WHAT IS BEING ASKED - Return the data. Every word must match.

-- RECORDS SHOWN follows --

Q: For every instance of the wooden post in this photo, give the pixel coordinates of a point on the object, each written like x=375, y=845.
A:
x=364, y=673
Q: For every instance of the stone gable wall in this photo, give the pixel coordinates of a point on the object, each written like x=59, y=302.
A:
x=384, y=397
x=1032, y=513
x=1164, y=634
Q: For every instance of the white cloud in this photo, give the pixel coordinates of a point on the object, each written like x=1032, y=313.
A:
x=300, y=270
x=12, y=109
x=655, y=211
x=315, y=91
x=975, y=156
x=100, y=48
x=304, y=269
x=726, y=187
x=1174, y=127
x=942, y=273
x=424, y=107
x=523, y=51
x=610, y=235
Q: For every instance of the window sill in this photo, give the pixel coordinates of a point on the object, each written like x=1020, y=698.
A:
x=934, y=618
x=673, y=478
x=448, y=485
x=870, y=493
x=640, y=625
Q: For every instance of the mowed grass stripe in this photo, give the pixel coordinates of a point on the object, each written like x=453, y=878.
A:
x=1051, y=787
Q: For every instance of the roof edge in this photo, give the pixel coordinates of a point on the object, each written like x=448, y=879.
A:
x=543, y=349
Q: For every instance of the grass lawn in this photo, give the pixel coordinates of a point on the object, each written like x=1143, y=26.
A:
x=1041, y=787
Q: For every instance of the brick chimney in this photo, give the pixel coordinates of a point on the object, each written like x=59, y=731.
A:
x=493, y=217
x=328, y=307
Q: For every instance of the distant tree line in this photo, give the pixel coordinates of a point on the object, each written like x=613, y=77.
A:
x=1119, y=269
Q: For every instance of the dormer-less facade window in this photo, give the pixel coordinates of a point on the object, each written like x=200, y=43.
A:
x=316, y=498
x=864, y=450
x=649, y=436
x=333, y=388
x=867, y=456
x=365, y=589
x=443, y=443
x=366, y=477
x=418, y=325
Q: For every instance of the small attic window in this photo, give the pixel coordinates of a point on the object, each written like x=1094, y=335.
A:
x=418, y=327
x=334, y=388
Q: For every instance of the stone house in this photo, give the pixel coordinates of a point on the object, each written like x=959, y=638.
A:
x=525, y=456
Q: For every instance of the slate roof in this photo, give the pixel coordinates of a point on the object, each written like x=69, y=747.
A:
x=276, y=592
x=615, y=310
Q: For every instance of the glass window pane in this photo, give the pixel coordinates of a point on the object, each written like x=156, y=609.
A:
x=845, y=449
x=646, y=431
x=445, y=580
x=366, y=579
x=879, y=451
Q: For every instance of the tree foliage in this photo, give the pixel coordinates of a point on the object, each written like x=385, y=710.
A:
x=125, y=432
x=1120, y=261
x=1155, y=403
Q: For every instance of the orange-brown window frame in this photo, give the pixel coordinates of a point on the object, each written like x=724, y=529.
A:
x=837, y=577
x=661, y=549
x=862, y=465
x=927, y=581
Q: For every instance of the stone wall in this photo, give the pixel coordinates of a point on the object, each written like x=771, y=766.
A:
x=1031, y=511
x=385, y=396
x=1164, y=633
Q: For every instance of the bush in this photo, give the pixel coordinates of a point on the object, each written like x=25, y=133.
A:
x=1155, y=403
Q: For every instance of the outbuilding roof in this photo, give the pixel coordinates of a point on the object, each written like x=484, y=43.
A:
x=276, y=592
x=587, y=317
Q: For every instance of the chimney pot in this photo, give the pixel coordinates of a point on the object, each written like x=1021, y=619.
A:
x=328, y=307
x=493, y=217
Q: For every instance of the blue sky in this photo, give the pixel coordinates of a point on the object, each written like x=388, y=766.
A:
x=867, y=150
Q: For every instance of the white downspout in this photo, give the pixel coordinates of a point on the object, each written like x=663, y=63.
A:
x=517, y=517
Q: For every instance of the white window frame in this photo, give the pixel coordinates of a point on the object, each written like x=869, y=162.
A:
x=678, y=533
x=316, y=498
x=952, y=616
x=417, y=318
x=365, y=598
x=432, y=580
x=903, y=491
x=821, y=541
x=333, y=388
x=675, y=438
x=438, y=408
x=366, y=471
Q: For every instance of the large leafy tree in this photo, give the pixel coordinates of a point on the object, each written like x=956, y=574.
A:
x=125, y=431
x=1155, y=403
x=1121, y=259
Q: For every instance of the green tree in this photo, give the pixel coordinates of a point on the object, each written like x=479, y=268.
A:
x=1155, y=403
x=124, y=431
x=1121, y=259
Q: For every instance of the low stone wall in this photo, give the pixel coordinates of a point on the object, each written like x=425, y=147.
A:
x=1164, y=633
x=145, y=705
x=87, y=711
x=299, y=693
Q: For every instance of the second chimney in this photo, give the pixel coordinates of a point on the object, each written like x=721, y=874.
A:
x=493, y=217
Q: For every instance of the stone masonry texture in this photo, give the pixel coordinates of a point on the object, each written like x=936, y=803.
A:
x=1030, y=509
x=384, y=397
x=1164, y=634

-- RECORDS SHOWN concluded --

OUTPUT OF THE TASK -
Q: For every instance of the wooden post in this photo, give the pixel coordinates of a point on the object, each written like x=375, y=845.
A:
x=364, y=673
Q: For every instance of the stone gable wall in this photo, give the pixel coordinates of a point on the object, each written like x=59, y=302.
A:
x=384, y=397
x=1032, y=513
x=1164, y=634
Q: For every instance of the white cloud in this photo, give the pixel coordinates of a point on the object, each written like x=1032, y=313.
A:
x=300, y=270
x=12, y=109
x=655, y=211
x=315, y=91
x=975, y=156
x=100, y=48
x=304, y=269
x=726, y=187
x=1174, y=127
x=942, y=273
x=424, y=107
x=523, y=51
x=610, y=235
Q: For every instance of the window sill in this photo, give the pixel coordinates of a point on the object, each written like x=1020, y=698.
A:
x=934, y=618
x=673, y=478
x=448, y=485
x=870, y=493
x=640, y=625
Q: For every instance of the mowed grass stripe in this photo, give the pixel coordinates of a point on the object, each written like x=453, y=878.
A:
x=1051, y=787
Q: For every instance of the roof edge in this photo, give the pixel coordinates of a point on the object, each written like x=448, y=879.
A:
x=543, y=349
Q: For every instance of the grass lawn in this photo, give the pixel coordinates of a point on the object, each written like x=1143, y=26.
A:
x=1041, y=787
Q: For every instance of the brick chimney in this photo, give the pixel coordinates of a point on the object, each written like x=59, y=731.
A:
x=493, y=217
x=328, y=307
Q: For every instance of the distant tree line in this photo, give the pixel coordinates of a point on the object, each written like x=613, y=77.
A:
x=1119, y=269
Q: For every instance of the dormer-less facade window in this photo, give the pixel coordinates of a point on the object, each written like x=200, y=43.
A:
x=316, y=498
x=864, y=450
x=649, y=436
x=333, y=388
x=867, y=456
x=365, y=589
x=443, y=443
x=366, y=477
x=418, y=325
Q: For every instance of the small attic window in this photo, give the pixel coordinates of a point on the object, each written like x=1094, y=335.
A:
x=418, y=327
x=334, y=388
Q: For every instance of the stone house in this photo, give the pixel coordinates of a point on the object, each written like x=959, y=638.
A:
x=525, y=456
Q: For every instance of the slate roof in this photo, give the pixel coordinates of a point on the object, each written like x=69, y=747.
A:
x=276, y=592
x=615, y=310
Q: For every instance of the glass window pane in this photo, give the pixel coordinates of a point on the object, each written like x=156, y=609.
A:
x=845, y=449
x=646, y=431
x=445, y=580
x=366, y=579
x=879, y=451
Q: For every instance of the tree foliage in this photo, give the pixel coordinates of a point on the object, each written like x=385, y=710.
A:
x=125, y=432
x=1120, y=261
x=1155, y=403
Q: For every instance of the orange-brown window frame in this photo, give the pixel coordinates of a point on the object, each written like x=724, y=529.
A:
x=837, y=577
x=661, y=549
x=862, y=465
x=927, y=581
Q: For every instance of the stone wall in this photo, give the pixel coordinates of a point on the object, each written like x=771, y=766.
A:
x=1031, y=511
x=385, y=396
x=1164, y=633
Q: For every instance of the bush in this photo, give the pixel coordinates of a point on the object, each written like x=25, y=133.
A:
x=1155, y=403
Q: For every instance of the outbuilding roof in this photo, give the pixel coordinates of a point on the object, each written like x=484, y=43.
A:
x=276, y=592
x=587, y=317
Q: For every instance of the chimney pot in this photo, give the pixel coordinates of a point on the object, each written like x=1021, y=619.
A:
x=328, y=307
x=493, y=217
Q: For every instance of the blue sky in this photo, give the pixel coordinates of a point on the object, each written like x=388, y=766.
A:
x=867, y=150
Q: For every instance of the white downspout in this photo, give the pixel coordinates of a point on the object, each written like x=663, y=63.
A:
x=517, y=517
Q: For every instance of the white window frame in this photo, give the pixel coordinates of a point on the object, each written like x=869, y=162.
A:
x=678, y=533
x=316, y=498
x=952, y=616
x=417, y=318
x=365, y=598
x=432, y=580
x=903, y=491
x=821, y=541
x=333, y=388
x=675, y=438
x=438, y=408
x=366, y=471
Q: For every instance of the large leafy tree in this photo, give the pixel coordinates of a point on the object, each written like x=956, y=574.
A:
x=125, y=431
x=1155, y=403
x=1121, y=259
Q: For every instance of the green tree in this photo, give the pixel coordinates of a point on the object, each written like x=479, y=268.
A:
x=1155, y=403
x=124, y=431
x=1121, y=259
Q: For every instance of the low stone wall in this photo, give the pixel coordinates of a point on the object, each written like x=425, y=147.
A:
x=1164, y=633
x=145, y=705
x=87, y=711
x=299, y=693
Q: For every instance of the second chimney in this photo, give the pixel coordinates of a point on the object, each written like x=721, y=874.
A:
x=493, y=217
Q: For every instance of the stone masonry texture in this photo, give the pixel coordinates of a point on the object, each written like x=936, y=803.
A:
x=1030, y=509
x=384, y=397
x=1164, y=634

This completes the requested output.